TASK PROMPT
Count the lines in the material below that contain the word "wooden", and reply with that number alone.

MATERIAL SHOWN
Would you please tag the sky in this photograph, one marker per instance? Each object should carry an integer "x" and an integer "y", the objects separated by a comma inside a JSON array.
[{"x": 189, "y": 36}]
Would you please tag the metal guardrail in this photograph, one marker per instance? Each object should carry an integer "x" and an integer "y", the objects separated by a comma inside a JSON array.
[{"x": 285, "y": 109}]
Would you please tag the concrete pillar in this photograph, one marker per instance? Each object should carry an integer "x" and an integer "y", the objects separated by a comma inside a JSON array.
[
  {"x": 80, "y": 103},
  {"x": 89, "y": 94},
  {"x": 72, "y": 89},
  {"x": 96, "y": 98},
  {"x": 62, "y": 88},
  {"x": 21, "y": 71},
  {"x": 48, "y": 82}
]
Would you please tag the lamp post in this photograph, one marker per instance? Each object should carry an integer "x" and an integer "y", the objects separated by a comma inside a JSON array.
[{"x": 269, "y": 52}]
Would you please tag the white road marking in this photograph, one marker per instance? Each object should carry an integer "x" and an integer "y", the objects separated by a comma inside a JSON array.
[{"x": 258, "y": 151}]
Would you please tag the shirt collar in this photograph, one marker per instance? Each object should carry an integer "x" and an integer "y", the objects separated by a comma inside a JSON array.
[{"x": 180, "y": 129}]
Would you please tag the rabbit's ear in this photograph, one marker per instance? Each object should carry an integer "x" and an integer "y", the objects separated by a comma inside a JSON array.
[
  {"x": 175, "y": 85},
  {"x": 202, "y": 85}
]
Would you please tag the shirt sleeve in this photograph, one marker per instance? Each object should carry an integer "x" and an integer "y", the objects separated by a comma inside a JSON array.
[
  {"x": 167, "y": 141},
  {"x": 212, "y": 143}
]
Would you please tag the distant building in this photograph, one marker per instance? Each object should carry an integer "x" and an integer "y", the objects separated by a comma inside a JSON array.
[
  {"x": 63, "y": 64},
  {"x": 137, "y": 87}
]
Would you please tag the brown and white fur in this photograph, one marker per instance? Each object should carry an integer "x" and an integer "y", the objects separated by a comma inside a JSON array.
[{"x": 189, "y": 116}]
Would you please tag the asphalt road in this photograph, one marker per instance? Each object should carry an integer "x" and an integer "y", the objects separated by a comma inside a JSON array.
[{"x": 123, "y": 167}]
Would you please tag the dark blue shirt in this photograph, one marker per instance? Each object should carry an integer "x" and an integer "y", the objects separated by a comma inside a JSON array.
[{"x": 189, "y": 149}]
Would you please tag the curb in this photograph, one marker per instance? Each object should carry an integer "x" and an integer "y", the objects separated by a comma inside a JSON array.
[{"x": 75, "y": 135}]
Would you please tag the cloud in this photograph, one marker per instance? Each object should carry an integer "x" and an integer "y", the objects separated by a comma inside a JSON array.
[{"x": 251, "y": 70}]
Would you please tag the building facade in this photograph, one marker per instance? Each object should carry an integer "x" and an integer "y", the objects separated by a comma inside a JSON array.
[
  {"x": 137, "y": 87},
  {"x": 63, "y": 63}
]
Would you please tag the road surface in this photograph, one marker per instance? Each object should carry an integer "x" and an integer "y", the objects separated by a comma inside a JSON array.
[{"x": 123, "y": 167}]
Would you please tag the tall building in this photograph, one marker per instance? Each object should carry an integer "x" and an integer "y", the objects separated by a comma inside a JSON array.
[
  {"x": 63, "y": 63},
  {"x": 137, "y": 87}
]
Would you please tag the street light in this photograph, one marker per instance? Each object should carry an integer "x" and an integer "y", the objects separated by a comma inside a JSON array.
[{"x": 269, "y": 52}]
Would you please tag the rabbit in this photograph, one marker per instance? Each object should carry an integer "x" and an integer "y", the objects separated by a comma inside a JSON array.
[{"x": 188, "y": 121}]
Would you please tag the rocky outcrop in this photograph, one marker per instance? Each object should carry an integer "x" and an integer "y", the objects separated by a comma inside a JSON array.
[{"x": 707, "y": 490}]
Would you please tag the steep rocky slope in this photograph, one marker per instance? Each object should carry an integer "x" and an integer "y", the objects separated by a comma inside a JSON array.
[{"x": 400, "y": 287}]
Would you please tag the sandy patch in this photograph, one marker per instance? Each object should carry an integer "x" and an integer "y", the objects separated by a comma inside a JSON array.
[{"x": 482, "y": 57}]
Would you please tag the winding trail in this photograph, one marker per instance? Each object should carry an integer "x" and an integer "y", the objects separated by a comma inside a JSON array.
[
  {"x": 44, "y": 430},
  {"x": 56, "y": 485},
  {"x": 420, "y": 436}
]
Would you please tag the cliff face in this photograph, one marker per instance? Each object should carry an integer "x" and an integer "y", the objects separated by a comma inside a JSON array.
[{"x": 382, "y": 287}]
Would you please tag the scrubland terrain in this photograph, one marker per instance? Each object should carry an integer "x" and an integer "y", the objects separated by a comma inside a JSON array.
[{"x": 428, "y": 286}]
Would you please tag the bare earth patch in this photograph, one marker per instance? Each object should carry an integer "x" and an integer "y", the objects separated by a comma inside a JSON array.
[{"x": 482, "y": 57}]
---
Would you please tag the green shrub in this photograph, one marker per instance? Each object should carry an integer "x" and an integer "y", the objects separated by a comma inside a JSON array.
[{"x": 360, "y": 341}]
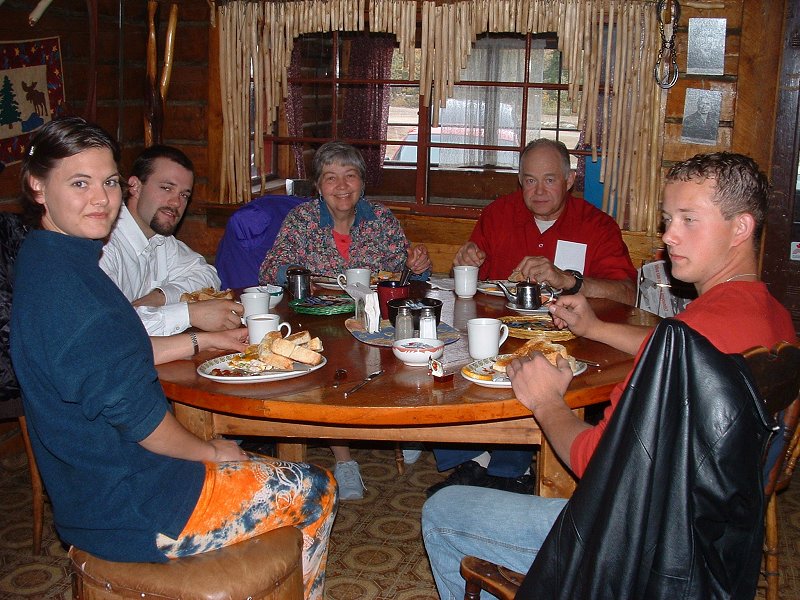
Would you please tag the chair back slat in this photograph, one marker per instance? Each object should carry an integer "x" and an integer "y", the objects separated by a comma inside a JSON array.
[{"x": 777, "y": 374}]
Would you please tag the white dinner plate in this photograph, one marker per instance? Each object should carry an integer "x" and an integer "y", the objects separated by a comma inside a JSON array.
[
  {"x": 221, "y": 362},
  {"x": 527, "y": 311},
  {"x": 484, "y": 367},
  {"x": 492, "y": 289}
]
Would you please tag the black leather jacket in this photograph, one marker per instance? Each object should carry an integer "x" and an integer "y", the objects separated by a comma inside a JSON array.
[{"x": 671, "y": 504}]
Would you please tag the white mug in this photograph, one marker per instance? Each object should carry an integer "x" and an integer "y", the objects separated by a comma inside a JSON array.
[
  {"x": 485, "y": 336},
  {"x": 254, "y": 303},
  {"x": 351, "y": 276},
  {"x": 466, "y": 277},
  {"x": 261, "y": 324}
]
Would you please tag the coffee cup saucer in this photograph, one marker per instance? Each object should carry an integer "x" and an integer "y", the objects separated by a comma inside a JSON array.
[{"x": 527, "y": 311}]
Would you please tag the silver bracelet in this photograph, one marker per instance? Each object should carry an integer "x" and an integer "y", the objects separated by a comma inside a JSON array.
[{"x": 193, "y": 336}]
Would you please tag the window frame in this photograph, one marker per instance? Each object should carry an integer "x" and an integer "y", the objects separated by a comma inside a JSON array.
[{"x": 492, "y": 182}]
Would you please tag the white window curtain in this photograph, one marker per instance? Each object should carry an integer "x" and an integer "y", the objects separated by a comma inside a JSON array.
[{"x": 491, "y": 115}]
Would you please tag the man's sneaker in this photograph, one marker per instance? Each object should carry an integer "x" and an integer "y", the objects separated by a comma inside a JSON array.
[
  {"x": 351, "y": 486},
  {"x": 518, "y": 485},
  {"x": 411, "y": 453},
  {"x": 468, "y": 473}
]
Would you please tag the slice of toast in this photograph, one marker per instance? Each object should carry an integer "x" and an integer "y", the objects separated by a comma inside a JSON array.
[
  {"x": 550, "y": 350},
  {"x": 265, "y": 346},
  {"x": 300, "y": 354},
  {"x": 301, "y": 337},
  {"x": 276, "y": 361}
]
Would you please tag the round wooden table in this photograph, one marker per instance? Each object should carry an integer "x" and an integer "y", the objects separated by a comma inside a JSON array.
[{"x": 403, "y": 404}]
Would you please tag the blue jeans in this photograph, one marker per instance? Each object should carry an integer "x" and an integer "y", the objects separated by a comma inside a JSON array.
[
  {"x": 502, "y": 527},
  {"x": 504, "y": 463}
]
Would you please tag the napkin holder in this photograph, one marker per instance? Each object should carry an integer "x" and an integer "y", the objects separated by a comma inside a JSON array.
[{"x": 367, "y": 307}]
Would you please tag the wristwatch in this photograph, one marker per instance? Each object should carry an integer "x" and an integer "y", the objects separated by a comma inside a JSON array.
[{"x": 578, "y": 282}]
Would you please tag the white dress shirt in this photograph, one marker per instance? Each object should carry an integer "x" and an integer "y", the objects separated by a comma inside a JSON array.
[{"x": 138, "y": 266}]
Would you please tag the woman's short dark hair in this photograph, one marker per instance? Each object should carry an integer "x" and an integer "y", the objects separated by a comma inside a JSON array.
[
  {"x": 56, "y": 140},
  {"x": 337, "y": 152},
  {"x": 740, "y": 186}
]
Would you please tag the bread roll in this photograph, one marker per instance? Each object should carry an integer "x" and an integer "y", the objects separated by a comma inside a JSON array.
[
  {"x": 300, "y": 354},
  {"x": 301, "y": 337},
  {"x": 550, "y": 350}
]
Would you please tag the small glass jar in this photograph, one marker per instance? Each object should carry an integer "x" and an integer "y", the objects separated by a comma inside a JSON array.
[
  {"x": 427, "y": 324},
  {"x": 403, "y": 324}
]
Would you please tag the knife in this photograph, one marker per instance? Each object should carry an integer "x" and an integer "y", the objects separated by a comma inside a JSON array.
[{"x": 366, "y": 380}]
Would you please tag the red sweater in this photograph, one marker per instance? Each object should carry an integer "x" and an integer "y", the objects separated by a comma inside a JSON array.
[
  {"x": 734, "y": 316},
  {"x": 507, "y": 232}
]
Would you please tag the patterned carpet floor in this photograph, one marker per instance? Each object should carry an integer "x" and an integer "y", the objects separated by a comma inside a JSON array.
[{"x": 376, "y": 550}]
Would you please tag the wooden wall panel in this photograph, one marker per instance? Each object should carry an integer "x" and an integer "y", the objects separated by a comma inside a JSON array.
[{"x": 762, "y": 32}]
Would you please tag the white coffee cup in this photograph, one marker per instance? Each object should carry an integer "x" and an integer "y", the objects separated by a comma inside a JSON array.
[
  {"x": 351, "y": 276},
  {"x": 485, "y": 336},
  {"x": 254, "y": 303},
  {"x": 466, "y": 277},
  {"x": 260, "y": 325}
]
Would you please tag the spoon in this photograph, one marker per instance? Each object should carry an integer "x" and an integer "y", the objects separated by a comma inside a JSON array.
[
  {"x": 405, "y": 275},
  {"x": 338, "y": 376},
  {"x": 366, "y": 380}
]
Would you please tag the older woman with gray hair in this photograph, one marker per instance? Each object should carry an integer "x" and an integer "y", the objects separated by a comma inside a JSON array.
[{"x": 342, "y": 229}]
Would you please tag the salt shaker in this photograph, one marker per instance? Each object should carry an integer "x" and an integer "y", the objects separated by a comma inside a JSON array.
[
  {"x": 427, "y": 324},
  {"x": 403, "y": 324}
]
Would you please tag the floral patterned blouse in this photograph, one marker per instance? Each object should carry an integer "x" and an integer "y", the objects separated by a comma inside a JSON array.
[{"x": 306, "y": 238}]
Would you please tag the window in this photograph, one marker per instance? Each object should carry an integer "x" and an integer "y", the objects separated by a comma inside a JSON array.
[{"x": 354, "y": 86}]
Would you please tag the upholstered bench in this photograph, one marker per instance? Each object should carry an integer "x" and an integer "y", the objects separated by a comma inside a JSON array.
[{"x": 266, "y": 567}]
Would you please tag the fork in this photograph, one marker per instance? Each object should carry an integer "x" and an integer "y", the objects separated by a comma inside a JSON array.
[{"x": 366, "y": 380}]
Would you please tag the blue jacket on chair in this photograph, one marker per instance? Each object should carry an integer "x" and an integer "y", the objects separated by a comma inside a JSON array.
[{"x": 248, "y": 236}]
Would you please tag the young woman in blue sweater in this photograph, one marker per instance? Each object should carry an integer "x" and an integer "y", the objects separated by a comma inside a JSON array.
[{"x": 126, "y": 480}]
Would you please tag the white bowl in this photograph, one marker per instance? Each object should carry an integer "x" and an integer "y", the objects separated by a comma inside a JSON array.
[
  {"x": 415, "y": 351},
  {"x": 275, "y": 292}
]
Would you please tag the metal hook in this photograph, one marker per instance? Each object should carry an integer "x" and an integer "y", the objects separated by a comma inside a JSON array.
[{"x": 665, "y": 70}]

FINISHED ANSWER
2